## [Written instruction]
Repeat the data below exactly, dropping any pictures it holds.

## [Rows from a pointing dataset]
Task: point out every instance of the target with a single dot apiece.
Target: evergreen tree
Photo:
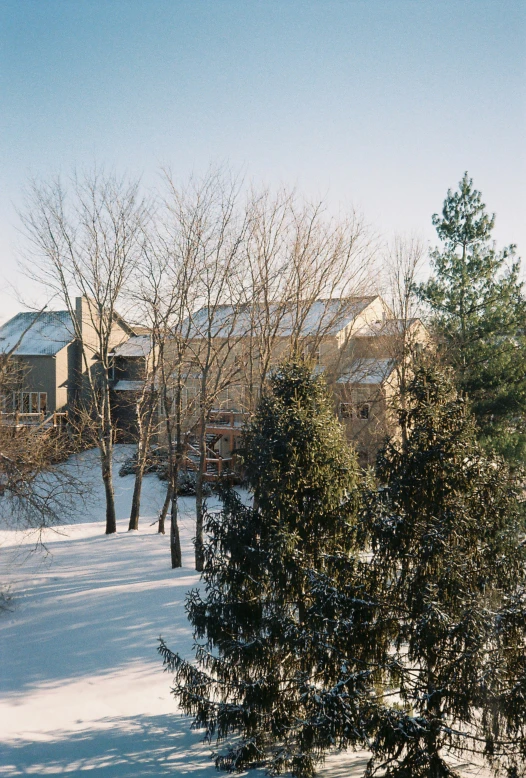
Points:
(447, 572)
(479, 313)
(266, 676)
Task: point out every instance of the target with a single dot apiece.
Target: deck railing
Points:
(20, 419)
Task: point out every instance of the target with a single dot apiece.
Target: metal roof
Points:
(328, 316)
(368, 371)
(40, 334)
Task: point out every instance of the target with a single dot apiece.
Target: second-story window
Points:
(346, 410)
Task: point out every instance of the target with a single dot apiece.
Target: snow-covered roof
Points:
(387, 327)
(136, 346)
(328, 316)
(368, 371)
(45, 333)
(128, 386)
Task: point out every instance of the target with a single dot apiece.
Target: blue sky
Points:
(378, 103)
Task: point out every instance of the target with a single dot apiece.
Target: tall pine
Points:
(266, 684)
(479, 312)
(447, 574)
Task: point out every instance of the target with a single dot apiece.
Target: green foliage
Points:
(265, 676)
(448, 568)
(479, 310)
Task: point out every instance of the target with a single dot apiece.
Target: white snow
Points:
(82, 689)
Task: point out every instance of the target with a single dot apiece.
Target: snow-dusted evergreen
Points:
(448, 574)
(263, 683)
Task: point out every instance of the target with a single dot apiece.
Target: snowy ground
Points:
(81, 686)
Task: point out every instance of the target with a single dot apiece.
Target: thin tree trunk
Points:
(136, 499)
(111, 519)
(166, 505)
(175, 542)
(199, 498)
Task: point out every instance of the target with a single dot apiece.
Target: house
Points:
(45, 347)
(355, 342)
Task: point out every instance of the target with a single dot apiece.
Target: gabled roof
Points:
(389, 327)
(45, 333)
(328, 316)
(136, 346)
(368, 371)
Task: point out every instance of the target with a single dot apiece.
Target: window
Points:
(30, 402)
(346, 410)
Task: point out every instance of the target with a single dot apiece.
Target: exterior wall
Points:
(62, 379)
(86, 316)
(39, 375)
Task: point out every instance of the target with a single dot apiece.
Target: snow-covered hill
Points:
(82, 688)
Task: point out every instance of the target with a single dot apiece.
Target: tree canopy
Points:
(478, 310)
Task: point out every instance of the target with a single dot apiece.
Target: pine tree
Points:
(265, 678)
(447, 572)
(479, 312)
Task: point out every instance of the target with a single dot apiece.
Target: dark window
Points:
(346, 410)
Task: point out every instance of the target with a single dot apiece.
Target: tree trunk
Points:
(199, 500)
(111, 519)
(166, 505)
(175, 542)
(136, 499)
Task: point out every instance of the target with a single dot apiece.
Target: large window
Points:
(30, 402)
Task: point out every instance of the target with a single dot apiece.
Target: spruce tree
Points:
(266, 684)
(447, 574)
(479, 312)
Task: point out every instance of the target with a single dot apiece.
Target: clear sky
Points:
(378, 103)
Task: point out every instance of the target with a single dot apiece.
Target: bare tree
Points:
(307, 270)
(403, 261)
(212, 231)
(165, 287)
(89, 242)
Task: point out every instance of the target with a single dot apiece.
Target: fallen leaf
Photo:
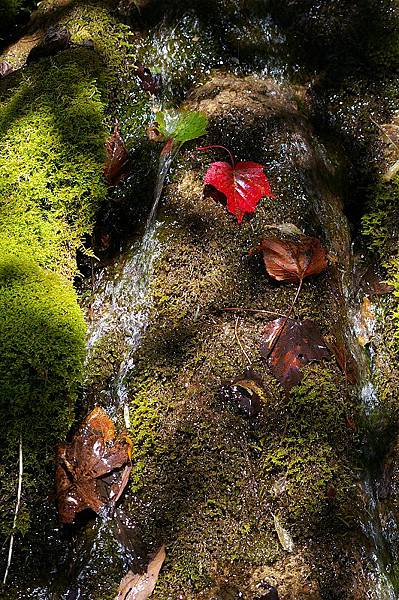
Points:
(93, 470)
(292, 261)
(181, 126)
(135, 586)
(54, 40)
(298, 343)
(245, 392)
(344, 358)
(283, 535)
(117, 161)
(285, 228)
(243, 184)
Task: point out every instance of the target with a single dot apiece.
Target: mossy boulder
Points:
(53, 129)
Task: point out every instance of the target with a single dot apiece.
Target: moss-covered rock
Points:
(206, 481)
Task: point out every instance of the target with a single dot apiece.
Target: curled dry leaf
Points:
(344, 358)
(117, 161)
(93, 470)
(292, 261)
(283, 535)
(136, 586)
(298, 343)
(246, 392)
(243, 184)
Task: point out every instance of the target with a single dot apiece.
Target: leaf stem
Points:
(283, 324)
(233, 162)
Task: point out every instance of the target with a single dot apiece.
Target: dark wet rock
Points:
(245, 392)
(5, 69)
(55, 40)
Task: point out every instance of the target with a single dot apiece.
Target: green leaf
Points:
(182, 126)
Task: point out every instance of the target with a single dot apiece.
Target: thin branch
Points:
(19, 492)
(384, 132)
(218, 146)
(239, 342)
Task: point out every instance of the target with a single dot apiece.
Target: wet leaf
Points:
(135, 586)
(117, 161)
(266, 591)
(243, 185)
(344, 358)
(292, 261)
(181, 126)
(245, 392)
(93, 470)
(299, 343)
(283, 535)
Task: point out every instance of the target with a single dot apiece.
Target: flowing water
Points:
(123, 299)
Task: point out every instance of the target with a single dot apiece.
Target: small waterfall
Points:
(123, 303)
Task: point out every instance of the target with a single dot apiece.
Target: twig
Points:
(21, 470)
(266, 312)
(239, 342)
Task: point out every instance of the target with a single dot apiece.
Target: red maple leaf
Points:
(243, 184)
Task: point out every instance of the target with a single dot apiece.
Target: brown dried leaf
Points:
(5, 68)
(246, 392)
(135, 586)
(299, 343)
(93, 470)
(117, 161)
(292, 261)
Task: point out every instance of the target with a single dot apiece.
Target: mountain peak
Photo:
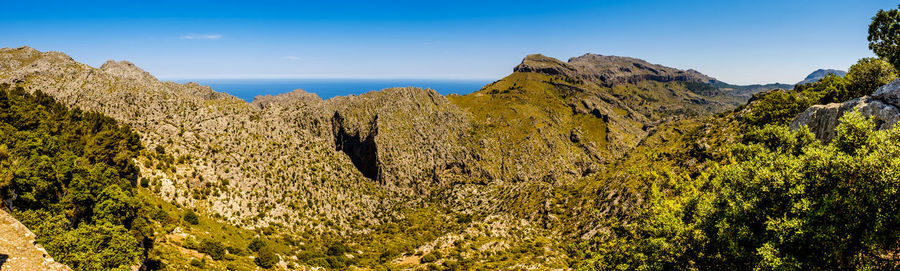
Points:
(608, 70)
(821, 73)
(126, 69)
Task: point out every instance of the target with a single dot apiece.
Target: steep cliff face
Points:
(253, 164)
(349, 165)
(817, 75)
(881, 107)
(408, 138)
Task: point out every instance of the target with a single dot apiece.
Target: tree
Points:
(191, 217)
(266, 258)
(867, 75)
(256, 244)
(884, 36)
(212, 248)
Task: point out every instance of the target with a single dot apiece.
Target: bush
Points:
(868, 74)
(256, 244)
(337, 249)
(191, 217)
(430, 257)
(266, 258)
(213, 248)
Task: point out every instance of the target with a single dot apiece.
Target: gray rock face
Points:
(819, 74)
(881, 107)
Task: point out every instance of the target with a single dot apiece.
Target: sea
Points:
(247, 89)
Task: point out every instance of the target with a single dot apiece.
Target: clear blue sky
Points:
(735, 41)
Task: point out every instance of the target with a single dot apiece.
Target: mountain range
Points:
(400, 173)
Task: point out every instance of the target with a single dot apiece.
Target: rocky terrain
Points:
(348, 165)
(881, 107)
(817, 75)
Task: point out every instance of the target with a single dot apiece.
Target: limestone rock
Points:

## [Result below]
Task: point out every instance of the target with a single dot apiece.
Target: evergreen tree
Photo:
Points:
(447, 572)
(479, 313)
(266, 676)
Task: point out every instance of the target with a single dot apiece.
Target: deck railing
Points:
(20, 419)
Task: point out every instance of the target with a single dot apiece.
Target: metal roof
Points:
(328, 316)
(368, 371)
(40, 334)
Task: point out every instance of the target with a single dot apiece.
Target: second-story window
Points:
(346, 410)
Task: point out every instance of the target with a single dot apiece.
Target: snow-covered roof
Points:
(387, 327)
(136, 346)
(328, 316)
(368, 371)
(45, 333)
(128, 386)
Task: point out every instance of the target with a single dot apiece.
Target: blue sky
Points:
(378, 103)
Task: point out every instance of the target with a single dot apiece.
Target: tall pine
Points:
(266, 684)
(479, 312)
(447, 574)
Task: point out every instance of the target with a single dot apiece.
Target: green foliage
Points:
(265, 676)
(448, 568)
(479, 310)
Task: point out every instance of the target with a single dot apiece.
Target: white snow
Points:
(82, 689)
Task: point out every instance of the target with a single dot apiece.
Target: snow-dusted evergreen
Points:
(448, 574)
(263, 683)
Task: point out every instance of the target with a single dot apiece.
Target: snowy ground
Points:
(81, 686)
Task: point out every instance of the target with a single dot apiece.
Target: thin tree trunk
Points:
(136, 499)
(111, 519)
(166, 505)
(175, 542)
(199, 498)
Task: point out every instance of the target with a single dot apiece.
Target: house
Points:
(45, 347)
(355, 342)
Task: point out every instance of the target with a single dot apiece.
Target: gabled roof
Points:
(389, 327)
(45, 333)
(328, 316)
(136, 346)
(368, 371)
Task: point out every instance of the target with a single dot apiece.
Target: window
Points:
(30, 402)
(346, 410)
Task: point out every instance of the target with a single dot apiece.
Target: exterior wall
Points:
(62, 379)
(86, 316)
(39, 375)
Task: point out every instance of the target with a single dot apiece.
Target: snow-covered hill
Points:
(82, 688)
Task: point out every instance of the target with a single dot apiece.
Target: tree canopy
Points:
(478, 310)
Task: point out every instance of the target with a single dot apiece.
Target: pine tree
Points:
(265, 678)
(447, 572)
(479, 312)
Task: point out every instance of the target with a single dot apiece.
Target: dark window
Points:
(346, 410)
Task: point out every instance of the target with a single dot apiece.
Target: tree trunk
Points:
(199, 500)
(111, 519)
(166, 505)
(175, 542)
(136, 499)
Task: point out every instance of the target with a single dot apiece.
Target: large window
Points:
(30, 402)
Task: point out every instance of the target with a single dot apiece.
Target: spruce tree
Points:
(266, 684)
(447, 574)
(479, 312)
Task: point out every instance of the target with a single dot apiece.
Target: clear sky
Points:
(378, 103)
Task: point out every instance of the target with a single dot apiece.
Target: bare tree
Points:
(307, 270)
(403, 261)
(212, 231)
(165, 287)
(89, 242)
Task: point out every instance of the target with a single dot apiece.
Target: fallen leaf
Photo:
Points:
(93, 470)
(292, 261)
(181, 126)
(135, 586)
(54, 40)
(298, 343)
(245, 392)
(344, 358)
(283, 535)
(117, 161)
(285, 228)
(243, 184)
Task: point out every instance of the target with a single dot apiece.
Target: mossy boulder
Points:
(53, 129)
Task: point out every instance of the target with a single dot apiece.
Target: moss-covered rock
Points:
(206, 481)
Task: point out every instance of the target with a single dot apiece.
Target: curled dry leaf
Points:
(344, 358)
(117, 161)
(93, 470)
(292, 261)
(283, 535)
(136, 586)
(298, 343)
(246, 392)
(243, 184)
Task: point out every instance of the target with a single dot apiece.
Target: leaf stem
Points:
(283, 324)
(233, 162)
Task: point out every instance of the target with a single dot apiece.
Target: dark wet rock
Points:
(245, 392)
(5, 69)
(55, 40)
Task: point out every instance of the target with a single dot apiece.
Target: green leaf
Points:
(182, 126)
Task: point out every instance of the target with a single dot apiece.
Target: thin branch
Points:
(19, 492)
(384, 132)
(218, 146)
(239, 342)
Task: point out every instance of the target with a single dot apiece.
Target: wet leaf
Points:
(135, 586)
(117, 161)
(266, 591)
(243, 185)
(344, 358)
(292, 261)
(181, 126)
(245, 392)
(93, 470)
(299, 343)
(283, 535)
Task: point out every instance of the target with a single dot apiece.
Target: flowing water
Points:
(123, 299)
Task: point out every instance of the target with a single dot apiece.
Target: small waterfall
Points:
(123, 303)
Task: point out every instance of the target with a single dot apiece.
Target: twig
Points:
(21, 470)
(266, 312)
(239, 342)
Task: point out every instance of the target with a single dot apiece.
Target: red maple leaf
Points:
(243, 184)
Task: point out every instance of the target with a single dot apiece.
Target: brown dried leaf
Points:
(5, 68)
(246, 392)
(135, 586)
(299, 343)
(93, 470)
(117, 161)
(292, 261)
Task: point out every instance of the target with a single dot apiece.
Target: mountain peak
Photo:
Points:
(608, 70)
(821, 73)
(126, 69)
Task: point out every instance of the target with a single dot apiece.
Target: steep cliff face
Points:
(253, 164)
(349, 165)
(817, 75)
(881, 107)
(408, 138)
Task: point out every instance of the target with a single dot apiece.
Target: tree
Points:
(191, 217)
(266, 258)
(867, 75)
(256, 244)
(884, 36)
(212, 248)
Task: point out every instance of the target with a single dot apiece.
Target: bush
Points:
(868, 74)
(256, 244)
(337, 249)
(191, 217)
(430, 257)
(266, 258)
(213, 248)
Task: point out every instance of the target with a single dot apiece.
Target: gray rock face
Points:
(819, 74)
(881, 107)
Task: point out every instance of the target with a single dot apiece.
Target: sea
Points:
(247, 89)
Task: point out every instance of the target with a single dot apiece.
Target: clear blue sky
Points:
(735, 41)
Task: point out every instance of the target with a single dot apiece.
Target: mountain range
Points:
(400, 173)
Task: point out every instance of the target with a single dot apiece.
Target: rocky terrain
Points:
(348, 165)
(881, 107)
(817, 75)
Task: point out every instance of the target with a single dot apiece.
Target: limestone rock
Points:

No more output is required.